>>>
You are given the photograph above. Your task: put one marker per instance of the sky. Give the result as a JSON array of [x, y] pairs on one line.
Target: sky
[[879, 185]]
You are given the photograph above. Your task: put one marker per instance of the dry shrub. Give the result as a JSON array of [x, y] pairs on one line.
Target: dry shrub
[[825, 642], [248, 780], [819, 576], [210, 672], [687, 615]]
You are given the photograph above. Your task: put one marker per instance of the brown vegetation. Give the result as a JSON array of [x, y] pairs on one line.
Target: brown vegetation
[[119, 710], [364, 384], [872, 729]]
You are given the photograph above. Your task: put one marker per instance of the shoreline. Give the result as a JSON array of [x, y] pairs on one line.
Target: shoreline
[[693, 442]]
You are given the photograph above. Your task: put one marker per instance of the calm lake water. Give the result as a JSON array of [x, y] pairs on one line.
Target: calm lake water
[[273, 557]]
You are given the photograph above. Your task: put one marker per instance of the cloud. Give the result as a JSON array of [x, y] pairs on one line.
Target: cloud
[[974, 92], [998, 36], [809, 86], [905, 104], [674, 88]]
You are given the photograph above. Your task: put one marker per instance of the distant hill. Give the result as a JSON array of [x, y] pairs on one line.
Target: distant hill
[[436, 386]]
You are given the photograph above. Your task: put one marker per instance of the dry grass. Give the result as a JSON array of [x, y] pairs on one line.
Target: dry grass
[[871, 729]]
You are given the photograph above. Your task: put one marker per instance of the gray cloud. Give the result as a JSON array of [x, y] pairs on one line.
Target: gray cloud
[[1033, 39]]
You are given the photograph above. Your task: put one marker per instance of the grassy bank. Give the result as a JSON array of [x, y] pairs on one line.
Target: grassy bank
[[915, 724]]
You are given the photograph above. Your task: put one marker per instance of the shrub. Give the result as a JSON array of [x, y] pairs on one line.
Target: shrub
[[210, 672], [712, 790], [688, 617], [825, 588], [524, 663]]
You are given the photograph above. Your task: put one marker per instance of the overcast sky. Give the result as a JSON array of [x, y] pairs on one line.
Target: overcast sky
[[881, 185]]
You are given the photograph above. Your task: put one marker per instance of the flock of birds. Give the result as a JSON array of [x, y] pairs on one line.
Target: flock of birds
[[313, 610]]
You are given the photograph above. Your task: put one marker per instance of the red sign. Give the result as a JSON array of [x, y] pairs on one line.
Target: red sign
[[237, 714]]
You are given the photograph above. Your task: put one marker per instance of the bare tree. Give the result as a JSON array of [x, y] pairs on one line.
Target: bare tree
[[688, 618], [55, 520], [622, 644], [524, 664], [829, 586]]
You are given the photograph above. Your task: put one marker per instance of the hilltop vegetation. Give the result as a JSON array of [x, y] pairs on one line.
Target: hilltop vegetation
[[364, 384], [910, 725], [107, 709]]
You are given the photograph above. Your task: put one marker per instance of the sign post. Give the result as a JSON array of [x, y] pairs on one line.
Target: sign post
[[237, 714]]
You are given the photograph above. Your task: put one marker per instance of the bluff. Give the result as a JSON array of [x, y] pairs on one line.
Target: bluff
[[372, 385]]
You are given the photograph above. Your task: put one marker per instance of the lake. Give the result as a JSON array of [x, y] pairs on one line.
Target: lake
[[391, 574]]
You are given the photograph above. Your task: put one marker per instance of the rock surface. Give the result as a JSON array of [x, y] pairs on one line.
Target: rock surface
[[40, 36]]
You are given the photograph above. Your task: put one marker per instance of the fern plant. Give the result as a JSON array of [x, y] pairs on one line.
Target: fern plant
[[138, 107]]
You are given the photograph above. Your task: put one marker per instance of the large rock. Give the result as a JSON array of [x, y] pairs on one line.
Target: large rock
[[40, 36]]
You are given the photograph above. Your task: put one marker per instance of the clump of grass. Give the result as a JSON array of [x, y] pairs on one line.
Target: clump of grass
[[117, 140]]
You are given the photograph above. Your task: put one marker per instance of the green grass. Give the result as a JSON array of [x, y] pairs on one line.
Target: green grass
<<<
**Stated exercise:** Render every line of the records above as a Markdown table with two columns, Row and Record line. Number the rows in order and leave out blank lines.

**Solved exercise:**
| Row | Record line |
|---|---|
| 1 | You are given the photograph above. Your task: put one marker per instance of the sky. Give the result as a JSON array of [x, y] pairs on one line. |
| 2 | Target: sky |
| 3 | [[879, 185]] |
| 4 | You are given the photograph above. Your task: put one marker per instance of the dry shrub. Give the result as a JSON array of [x, y] pairs on one line. |
| 5 | Target: dry shrub |
| 6 | [[825, 642], [248, 780], [819, 576], [210, 672], [687, 615]] |
| 7 | You are given the photograph above. Your task: put one marker per instance of the brown vegetation. Give the result as a JSON array of [x, y] pairs on one line. |
| 8 | Target: brown vegetation |
| 9 | [[119, 710], [364, 384], [872, 729]] |
| 10 | You are given the photograph above. Your task: put one marker per instance of the shoreline. Give the result as a JSON array of [x, y] pairs on one line. |
| 11 | Target: shoreline |
| 12 | [[693, 442]] |
| 13 | You are given the photograph above. Your task: put one marker per instance of the calm lake water. Give the result as a JSON array of [x, y] pairs on one line. |
| 14 | Target: calm lake water |
| 15 | [[273, 557]] |
| 16 | You are given the photograph above. Your task: put one marker per instance of the cloud. Give the result as a JSON array of [x, y] pairs on one line. |
| 17 | Target: cloud |
| 18 | [[974, 92], [998, 36], [809, 86], [905, 104], [674, 88]] |
| 19 | You are given the photograph above. Your task: put one marker per instance of the distant hill. Give the result as a JSON array of [x, y] pairs on one line. |
| 20 | Target: distant hill |
| 21 | [[436, 386]] |
| 22 | You are given the photograph above. Your task: put one marker per instance of the dry grass. Give the result as a JSON array of [x, y] pairs on one line. |
| 23 | Target: dry grass |
| 24 | [[871, 729]] |
| 25 | You are given the photograph above. Your task: put one marker per instance of the gray cloud. Give the result as a JSON array of [x, y] pairs on one line. |
| 26 | Target: gray cloud |
| 27 | [[1033, 39]] |
| 28 | You are given the photograph above. Your task: put one marker per instance of the grassy bank. Give the result as a JSON array of [x, y] pairs on one line. |
| 29 | Target: grassy bank |
| 30 | [[915, 724]] |
| 31 | You are given the photograph above. Your task: put one marker per instance of the shrub. Give the result as a JSON array of [x, y] pairs on one line. |
| 32 | Target: shrub |
| 33 | [[210, 672], [712, 790], [688, 617], [825, 588], [524, 663]] |
| 34 | You are given the photograph above. Your task: put one marker per instance of the overcast sky. Give the result as a JSON array of [x, y] pairs on one line. |
| 35 | Target: overcast sky |
| 36 | [[881, 185]] |
| 37 | You are given the photograph above. Your task: put one marker per instance of the flock of birds. Give the result as a JSON array of [x, y] pairs on one line. |
| 38 | Target: flock of birds |
| 39 | [[313, 610]] |
| 40 | You are given the photograph above. Your task: put one marker per instance of the red sign. Give the result as a JSON array of [x, y] pairs on one line. |
| 41 | Target: red sign |
| 42 | [[237, 714]] |
| 43 | You are given the photograph above. Your task: put one marker per instance of the bare tree. Give the result as a JSON array of [x, y] pairs on one line. |
| 44 | Target: bare tree |
| 45 | [[688, 618], [55, 520], [622, 644], [524, 664], [829, 586]] |
| 46 | You are given the photograph above. Your task: put one marker per instance of the hilltop vegetation. Give the result as a JSON array of [x, y] pairs on one line. |
| 47 | Target: hilltop vegetation |
| 48 | [[364, 384], [910, 725], [107, 709]] |
| 49 | You are given the photograph above. Your task: put one marker per instance of the sign post. Give the result as a JSON array of [x, y] pairs on one line. |
| 50 | Target: sign post |
| 51 | [[237, 714]] |
| 52 | You are given the photograph above. Your task: put one marker per instance of the bluff. Give the result as a JSON array of [x, y] pairs on one line. |
| 53 | Target: bluff |
| 54 | [[372, 385]] |
| 55 | You are given the photograph above. Your task: put one marker per instance of the lake. Give the result as a JSON array of [x, y] pairs on one line. |
| 56 | Target: lake |
| 57 | [[391, 574]] |
| 58 | You are given the photograph above. Your task: put one marker per instance of the rock surface. Give the result as a JSON array of [x, y] pairs on one line. |
| 59 | Target: rock surface |
| 60 | [[40, 36]] |
| 61 | You are given the photograph above. Your task: put one marker per instance of the fern plant. Give the result as a JSON array of [x, y] pairs on one line. |
| 62 | Target: fern plant |
| 63 | [[138, 107]] |
| 64 | You are given the photograph above. Your task: put one marker per instance of the large rock. Give the result as a JSON array of [x, y] pairs on one line. |
| 65 | Target: large rock |
| 66 | [[40, 36]] |
| 67 | You are given the photograph above. Your task: put one marker per instance of the clump of grass. Give the result as a JSON array of [x, y] pairs on one line. |
| 68 | Target: clump of grass |
| 69 | [[117, 140]] |
| 70 | You are given the photograph above. Your task: put one marker per instance of the green grass. Give the result as a JSON array of [x, y] pairs on one line. |
| 71 | Target: green grass |